Emotions garanties

Le 9 juillet, il annonce son retrait de la compétition. Trois mois plus tard, il est le favori du Mondial.

Il était sept heures du soir à Monte-Carlo. Son regard s’était fixé sur un des nombreux téléviseurs qui retransmettaient les images du Tour de France. Il s’était pourtant promis de l’ignorer. Jusque-là, il avait soigneusement évité toute émission qui parlait de la Grande Boucle. Mais ce soir-là, le 9 juillet, il n’a pas pu décrocher lorsqu’on lui proposa les images du sprint de Reims prises de l’hélicoptère. Ces images l’ont frappé en plein coeur. Mc Ewen a battu Zabel et, lui il a reconnu les ombres de Cooke, Baldato et Haupman. Et plus le commentateur exaltait la beauté de ce sprint et plus la colère montait en lui.

« Bon dieu, tout le monde dit que je suis le sprinter le plus rapide et on me laisse à la maison. Comment se fait-il que lorsque je gagne Milan-Sanremo, tout le monde s’extasie alors que quand on me ferme la porte du Tour de France, dont je ne suis apparemment pas digne, personne ne bouge. Comment est-il possible que je gagne six étapes au Giro en battant tous ces gars et que je sois contraint de les regarder à la télévision? Et comment se fait-il qu’après 14 ans et 177 victoires je doive encore dépendre d’un seul homme qui décide si oui ou non je peux participer au Tour de France? Pourtant si j’étais là, je pourrais en remontrer à pas mal d’entre eux. Regardez les sprints, on dirait une course de juniors. ».

A chaque question, son amertume grandissait. Mario Cipollini a beau être un personnage exubérant, fort et invincible en apparence, il n’est pas insensible même s’il fait tout son possible pour ne pas le montrer.

Plus il réfléchissait et plus il trouvait des raisons de se sentir mal aimé; Après sa victoire à Milan-Sanremo, il s’attendait à un autre traitement. Avec sa troisième victoire à Gand-Wevelgem et ses succès au Giro (40 victoires en tout), il avait l’impression que les portes du Tour allait s’ouvrir. Mais quand Jean-Marie Leblanc a déclaré qu’il n’était qu’un showman, personne n’a osé ouvrir la bouche pour dire qu’un organisateur n’a pas le droit de manquer de respect à l’égard d’un coureur quel qu’il soit et certainement pas vis-à-vis d’un athlète toujours à l’avant-plan.

Bref, Mario a ressenti ces images du Tour comme une véritable offense: « Si, pour le cyclisme, Cipollini est indigne de courir le Tour de France, et bien je préfère arrêter ».

Cipo est un impulsif. Et ce soir-là, perdu sous les lumières de Monte-Carlo, il ne s’est pas posé deux fois la question. Il a appelé son manager Mauro Battaglini pour l’inviter à communiquer à l’agence Ansa sa décision: « J’arrête le cyclisme ». Il était 22 heures 12.
-*-*-
[ÉNONCÉ 1]: Recopiez mot pour mot l'extrait sur Mario Cipollini, de « Le 9 juillet, il annonce » à « montait en lui. ».

[DONNÉES EXTRAITES]:
-*-*-
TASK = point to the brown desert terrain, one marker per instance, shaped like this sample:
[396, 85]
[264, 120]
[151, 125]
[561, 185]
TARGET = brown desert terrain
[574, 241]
-*-*-
[ÉNONCÉ 2]: Citez telles quelles toutes les lignes de la liste placée après l'extrait.

[RÉPONSE ATTENDUE 1]:
Le 9 juillet, il annonce son retrait de la compétition. Trois mois plus tard, il est le favori du Mondial.

Il était sept heures du soir à Monte-Carlo. Son regard s’était fixé sur un des nombreux téléviseurs qui retransmettaient les images du Tour de France. Il s’était pourtant promis de l’ignorer. Jusque-là, il avait soigneusement évité toute émission qui parlait de la Grande Boucle. Mais ce soir-là, le 9 juillet, il n’a pas pu décrocher lorsqu’on lui proposa les images du sprint de Reims prises de l’hélicoptère. Ces images l’ont frappé en plein coeur. Mc Ewen a battu Zabel et, lui il a reconnu les ombres de Cooke, Baldato et Haupman. Et plus le commentateur exaltait la beauté de ce sprint et plus la colère montait en lui.

[RÉPONSE ATTENDUE 2]:
TASK = point to the brown desert terrain, one marker per instance, shaped like this sample:
[396, 85]
[264, 120]
[151, 125]
[561, 185]
TARGET = brown desert terrain
[574, 241]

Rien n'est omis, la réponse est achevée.